- **Provided information**
★ ★ ★
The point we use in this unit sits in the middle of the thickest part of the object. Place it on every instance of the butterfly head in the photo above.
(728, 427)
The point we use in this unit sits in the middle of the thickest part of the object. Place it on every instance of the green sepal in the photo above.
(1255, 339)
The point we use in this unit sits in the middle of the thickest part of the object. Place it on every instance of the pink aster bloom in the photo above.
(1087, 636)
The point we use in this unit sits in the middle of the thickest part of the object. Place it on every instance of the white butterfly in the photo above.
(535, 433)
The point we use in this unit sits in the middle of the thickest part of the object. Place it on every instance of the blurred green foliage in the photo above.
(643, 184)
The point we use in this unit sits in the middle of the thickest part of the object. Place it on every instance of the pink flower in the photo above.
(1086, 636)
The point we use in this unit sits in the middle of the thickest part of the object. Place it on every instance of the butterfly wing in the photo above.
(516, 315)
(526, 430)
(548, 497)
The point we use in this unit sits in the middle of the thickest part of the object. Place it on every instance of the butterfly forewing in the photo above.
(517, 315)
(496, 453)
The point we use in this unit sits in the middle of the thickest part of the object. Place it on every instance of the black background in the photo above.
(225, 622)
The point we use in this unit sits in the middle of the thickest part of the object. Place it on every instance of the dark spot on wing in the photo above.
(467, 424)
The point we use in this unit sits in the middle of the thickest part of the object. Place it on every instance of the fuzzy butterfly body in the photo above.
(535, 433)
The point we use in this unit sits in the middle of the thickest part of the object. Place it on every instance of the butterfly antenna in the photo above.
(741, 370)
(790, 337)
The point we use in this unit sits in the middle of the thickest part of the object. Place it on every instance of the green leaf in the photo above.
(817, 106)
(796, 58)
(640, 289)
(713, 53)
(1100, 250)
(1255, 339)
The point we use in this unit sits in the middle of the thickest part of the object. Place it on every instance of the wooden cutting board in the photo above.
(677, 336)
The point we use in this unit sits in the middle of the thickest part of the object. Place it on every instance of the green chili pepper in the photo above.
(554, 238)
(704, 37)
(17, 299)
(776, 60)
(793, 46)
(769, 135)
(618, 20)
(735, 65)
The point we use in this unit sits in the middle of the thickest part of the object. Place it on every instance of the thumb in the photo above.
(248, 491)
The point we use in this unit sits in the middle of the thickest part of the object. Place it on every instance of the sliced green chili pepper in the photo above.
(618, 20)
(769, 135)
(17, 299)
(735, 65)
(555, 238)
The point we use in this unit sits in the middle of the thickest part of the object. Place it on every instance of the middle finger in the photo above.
★ ★ ★
- **Instruction**
Can you write out every item above word for word, with nothing changed?

- **Final result**
The point we use in this unit sits in the middle of the thickest part of the object. Place it on every instance of the butterfly head in the photo above.
(728, 427)
The point we use in this unit sits in the middle of the thickest part of the object. Place it on every instance of the green sepal in the photo above.
(1255, 339)
The point we use in this unit sits in the middle of the thickest part of the object. Place it on every instance of the pink aster bloom in the photo above.
(1087, 636)
The point we use in this unit sits in the middle of the thickest part of the object. Place it on every instance of the white butterfly in the photo above.
(535, 433)
The point we use in this unit sits in the middle of the thickest part of the object. Place it on every instance of the blurred green foliage in the photo above.
(643, 184)
The point we use in this unit sits in the middle of the thickest part of the object. Place it on every instance of the pink flower in the photo above.
(1086, 636)
The point we use in this unit sits in the middle of the thickest part of the object. Place it on every instance of the butterfly wing in the photo above.
(516, 315)
(526, 430)
(548, 497)
The point we use in this unit sits in the middle of the thickest part of the object. Place it on every instance of the butterfly forewing in the photo above.
(517, 315)
(496, 453)
The point we use in this unit sits in the middle of the thickest part of the object. Place it on every instance of the black background in the photo above.
(225, 622)
The point we use in this unit sits in the middle of the thickest part of the object. Place it on every instance of the dark spot on wing in the photo above.
(467, 424)
The point we use in this unit sits in the middle of the thickest part of the object. Place it on every instance of the fuzzy butterfly body in the photo above.
(535, 433)
The point we use in this unit sits in the middle of the thickest part of the object. Place it on every instance of the butterfly antenna in the photo above.
(741, 370)
(790, 337)
The point we use in this unit sits in the middle of the thickest part of the object. Place it on every instance of the green leaf in the photo above.
(817, 106)
(796, 58)
(640, 289)
(713, 53)
(1100, 250)
(1255, 339)
The point we use in this unit sits in the middle of the thickest part of the object. Place it on every instance of the wooden cutting board in the photo above.
(677, 336)
The point we use in this unit sits in the middle of the thickest part of the object. Place it on every instance of the green chili pepper in the photo above.
(554, 238)
(704, 37)
(17, 299)
(776, 60)
(793, 46)
(769, 135)
(618, 20)
(735, 65)
The point we use in this unit sits in the middle of the thickest part of the object. Place it on every instance of the thumb in the photo above.
(248, 491)
The point we use in this unit sits in the middle of the thickest part of the object. Place it on every instance of the sliced green chili pepper in the photo above.
(618, 20)
(769, 135)
(17, 299)
(735, 65)
(555, 238)
The point we use in this unit sits in the middle of the thickest part of the object. Place it on every instance of the middle finger in the photo above.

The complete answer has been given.